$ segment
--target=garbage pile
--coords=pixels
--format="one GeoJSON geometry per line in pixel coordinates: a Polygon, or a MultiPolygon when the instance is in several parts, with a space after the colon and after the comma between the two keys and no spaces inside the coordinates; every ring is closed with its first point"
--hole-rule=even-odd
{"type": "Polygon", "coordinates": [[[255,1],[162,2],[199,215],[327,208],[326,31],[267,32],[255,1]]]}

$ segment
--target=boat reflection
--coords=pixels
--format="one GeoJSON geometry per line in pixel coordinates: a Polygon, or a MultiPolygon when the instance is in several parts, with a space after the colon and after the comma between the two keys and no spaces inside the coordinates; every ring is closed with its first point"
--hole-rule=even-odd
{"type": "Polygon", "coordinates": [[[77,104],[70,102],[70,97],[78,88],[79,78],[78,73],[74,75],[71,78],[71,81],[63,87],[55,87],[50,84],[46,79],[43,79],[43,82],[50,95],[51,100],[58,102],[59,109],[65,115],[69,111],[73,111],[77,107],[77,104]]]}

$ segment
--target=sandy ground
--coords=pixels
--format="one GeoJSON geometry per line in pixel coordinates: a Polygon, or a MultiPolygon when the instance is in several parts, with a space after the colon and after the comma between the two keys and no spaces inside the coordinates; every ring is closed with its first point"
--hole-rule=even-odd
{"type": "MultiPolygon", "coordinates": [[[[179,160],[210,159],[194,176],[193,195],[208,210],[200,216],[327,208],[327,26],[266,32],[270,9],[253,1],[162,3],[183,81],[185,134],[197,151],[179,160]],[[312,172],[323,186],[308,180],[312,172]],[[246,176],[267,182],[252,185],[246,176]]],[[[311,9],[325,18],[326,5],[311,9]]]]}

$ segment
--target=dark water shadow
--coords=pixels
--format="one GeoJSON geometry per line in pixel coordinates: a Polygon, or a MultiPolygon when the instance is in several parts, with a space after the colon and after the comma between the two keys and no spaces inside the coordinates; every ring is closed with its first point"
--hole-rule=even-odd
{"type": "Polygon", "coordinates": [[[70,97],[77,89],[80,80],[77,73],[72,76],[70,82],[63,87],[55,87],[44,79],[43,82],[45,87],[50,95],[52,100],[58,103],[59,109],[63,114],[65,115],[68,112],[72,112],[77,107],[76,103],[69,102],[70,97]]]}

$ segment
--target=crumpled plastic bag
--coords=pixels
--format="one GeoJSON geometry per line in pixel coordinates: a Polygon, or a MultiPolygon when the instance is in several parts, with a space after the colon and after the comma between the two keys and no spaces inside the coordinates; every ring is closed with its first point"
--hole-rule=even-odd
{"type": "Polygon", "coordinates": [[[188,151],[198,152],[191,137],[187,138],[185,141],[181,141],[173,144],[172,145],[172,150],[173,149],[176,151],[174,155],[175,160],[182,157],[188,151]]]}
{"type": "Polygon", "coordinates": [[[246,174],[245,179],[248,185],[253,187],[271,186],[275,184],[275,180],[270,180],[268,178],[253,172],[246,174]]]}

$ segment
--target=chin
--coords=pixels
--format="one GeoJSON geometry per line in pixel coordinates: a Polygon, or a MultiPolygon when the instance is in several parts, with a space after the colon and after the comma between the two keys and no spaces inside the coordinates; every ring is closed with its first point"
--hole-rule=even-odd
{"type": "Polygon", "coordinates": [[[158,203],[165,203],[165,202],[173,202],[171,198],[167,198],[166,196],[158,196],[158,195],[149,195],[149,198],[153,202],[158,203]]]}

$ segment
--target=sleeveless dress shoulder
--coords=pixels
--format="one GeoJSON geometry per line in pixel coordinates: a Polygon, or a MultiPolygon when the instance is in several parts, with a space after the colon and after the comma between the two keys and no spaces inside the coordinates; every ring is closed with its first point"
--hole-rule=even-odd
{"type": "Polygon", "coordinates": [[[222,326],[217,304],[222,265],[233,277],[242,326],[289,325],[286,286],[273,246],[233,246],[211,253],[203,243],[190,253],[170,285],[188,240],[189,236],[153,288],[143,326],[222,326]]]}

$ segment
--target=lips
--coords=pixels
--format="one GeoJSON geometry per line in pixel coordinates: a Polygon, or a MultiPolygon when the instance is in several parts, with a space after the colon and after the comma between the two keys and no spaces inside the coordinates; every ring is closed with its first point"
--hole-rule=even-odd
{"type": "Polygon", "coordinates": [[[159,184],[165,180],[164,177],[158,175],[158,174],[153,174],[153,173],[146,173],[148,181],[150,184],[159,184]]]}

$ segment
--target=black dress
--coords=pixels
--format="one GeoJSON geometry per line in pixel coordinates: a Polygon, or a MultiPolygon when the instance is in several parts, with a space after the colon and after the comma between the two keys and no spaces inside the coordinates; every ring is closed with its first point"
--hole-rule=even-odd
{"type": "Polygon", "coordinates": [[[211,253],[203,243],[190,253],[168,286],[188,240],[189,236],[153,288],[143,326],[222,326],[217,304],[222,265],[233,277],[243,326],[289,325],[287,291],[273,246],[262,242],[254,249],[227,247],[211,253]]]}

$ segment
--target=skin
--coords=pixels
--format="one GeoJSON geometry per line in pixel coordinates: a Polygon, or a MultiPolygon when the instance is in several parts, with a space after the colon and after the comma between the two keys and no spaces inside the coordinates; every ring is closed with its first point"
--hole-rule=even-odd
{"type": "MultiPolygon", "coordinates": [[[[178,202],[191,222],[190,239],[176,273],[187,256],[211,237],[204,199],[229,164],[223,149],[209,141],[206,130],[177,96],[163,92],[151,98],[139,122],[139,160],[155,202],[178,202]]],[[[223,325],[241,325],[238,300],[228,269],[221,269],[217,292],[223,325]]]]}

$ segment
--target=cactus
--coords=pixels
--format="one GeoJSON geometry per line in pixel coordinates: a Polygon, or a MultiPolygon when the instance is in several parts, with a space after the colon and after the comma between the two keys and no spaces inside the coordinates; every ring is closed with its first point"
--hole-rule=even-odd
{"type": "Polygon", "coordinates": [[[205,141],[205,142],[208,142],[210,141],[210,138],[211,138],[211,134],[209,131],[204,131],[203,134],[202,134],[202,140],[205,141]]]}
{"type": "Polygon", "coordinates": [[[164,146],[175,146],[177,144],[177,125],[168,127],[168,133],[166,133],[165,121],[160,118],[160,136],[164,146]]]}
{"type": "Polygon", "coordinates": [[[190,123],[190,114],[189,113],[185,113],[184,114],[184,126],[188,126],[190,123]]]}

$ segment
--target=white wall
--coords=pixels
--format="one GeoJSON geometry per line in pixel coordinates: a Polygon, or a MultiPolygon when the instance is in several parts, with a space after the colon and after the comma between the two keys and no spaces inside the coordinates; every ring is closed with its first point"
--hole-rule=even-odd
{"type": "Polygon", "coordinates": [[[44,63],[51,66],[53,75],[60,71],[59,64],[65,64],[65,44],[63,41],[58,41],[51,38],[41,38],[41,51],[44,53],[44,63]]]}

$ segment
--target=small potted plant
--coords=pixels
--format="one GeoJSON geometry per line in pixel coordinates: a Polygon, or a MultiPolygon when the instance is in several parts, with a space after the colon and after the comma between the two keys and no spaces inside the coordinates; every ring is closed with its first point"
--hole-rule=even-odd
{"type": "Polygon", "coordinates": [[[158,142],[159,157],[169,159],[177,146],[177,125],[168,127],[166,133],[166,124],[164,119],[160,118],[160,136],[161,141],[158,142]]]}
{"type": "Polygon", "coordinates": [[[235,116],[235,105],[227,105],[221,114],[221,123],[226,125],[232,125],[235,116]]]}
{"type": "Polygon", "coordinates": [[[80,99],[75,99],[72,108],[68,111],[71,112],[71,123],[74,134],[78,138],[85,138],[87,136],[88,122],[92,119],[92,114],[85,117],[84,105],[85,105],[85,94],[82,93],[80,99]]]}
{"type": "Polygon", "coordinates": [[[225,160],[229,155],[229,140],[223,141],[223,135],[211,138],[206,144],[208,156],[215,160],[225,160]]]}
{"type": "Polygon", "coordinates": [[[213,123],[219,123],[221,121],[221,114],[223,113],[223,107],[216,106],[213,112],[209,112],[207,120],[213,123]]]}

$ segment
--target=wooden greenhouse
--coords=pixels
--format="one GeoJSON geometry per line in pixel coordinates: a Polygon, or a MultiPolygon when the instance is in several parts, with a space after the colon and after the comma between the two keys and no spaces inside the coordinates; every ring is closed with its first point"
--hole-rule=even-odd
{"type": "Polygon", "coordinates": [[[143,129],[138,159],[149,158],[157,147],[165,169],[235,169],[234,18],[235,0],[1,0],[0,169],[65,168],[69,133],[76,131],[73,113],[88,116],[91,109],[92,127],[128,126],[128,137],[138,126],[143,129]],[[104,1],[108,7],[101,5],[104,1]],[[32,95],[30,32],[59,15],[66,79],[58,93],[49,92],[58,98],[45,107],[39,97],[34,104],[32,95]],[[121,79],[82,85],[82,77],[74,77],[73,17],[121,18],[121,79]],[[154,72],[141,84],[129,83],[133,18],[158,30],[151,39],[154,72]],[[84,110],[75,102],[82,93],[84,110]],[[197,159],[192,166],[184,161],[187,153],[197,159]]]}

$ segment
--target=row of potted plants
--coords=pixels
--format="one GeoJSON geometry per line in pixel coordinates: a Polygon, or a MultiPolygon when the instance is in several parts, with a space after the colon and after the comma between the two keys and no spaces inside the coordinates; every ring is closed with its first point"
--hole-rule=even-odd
● ● ● ●
- **Required work**
Locate every line of the material above that contains the string "potted", and copy each of those lines.

- **Response below**
--target=small potted plant
--target=row of potted plants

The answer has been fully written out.